Repeat each entry as written and leave the images out of the copy.
────────────────────────────────────────
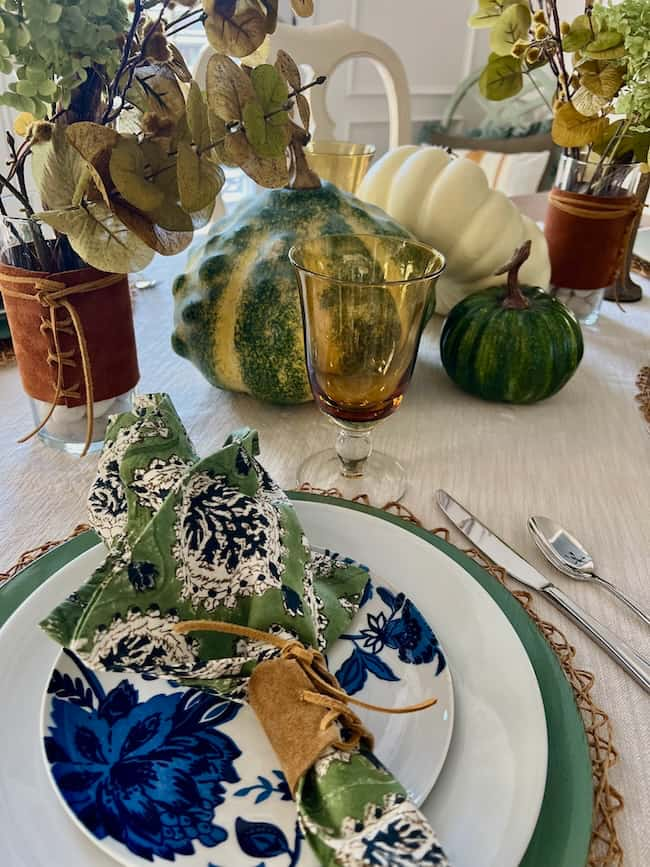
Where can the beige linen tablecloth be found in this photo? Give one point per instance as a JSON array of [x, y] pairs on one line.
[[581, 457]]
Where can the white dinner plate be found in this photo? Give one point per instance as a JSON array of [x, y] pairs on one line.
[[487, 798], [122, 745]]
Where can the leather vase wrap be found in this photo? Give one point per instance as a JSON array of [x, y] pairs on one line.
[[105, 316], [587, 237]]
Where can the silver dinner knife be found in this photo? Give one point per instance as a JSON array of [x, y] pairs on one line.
────────────────────────────────────────
▸ **Result for this exercise**
Where can the beige linen tablecloth be found in this photo? Give one point per instance as a JSON array of [x, y] pairs on one line.
[[581, 457]]
Where can the white dinner plate be found in this photo? Give one point per instance as a JSON array of [x, y] pairs on one line.
[[487, 798], [122, 745]]
Where can the leather vase wrap be found in this photo? Give one point per instance as a JSON array of [x, y] pairs on one line.
[[105, 316], [587, 237]]
Where can the silver dinner knife be found in this photo? Give one point per instance as a JSON array of [x, y] pairs on one line.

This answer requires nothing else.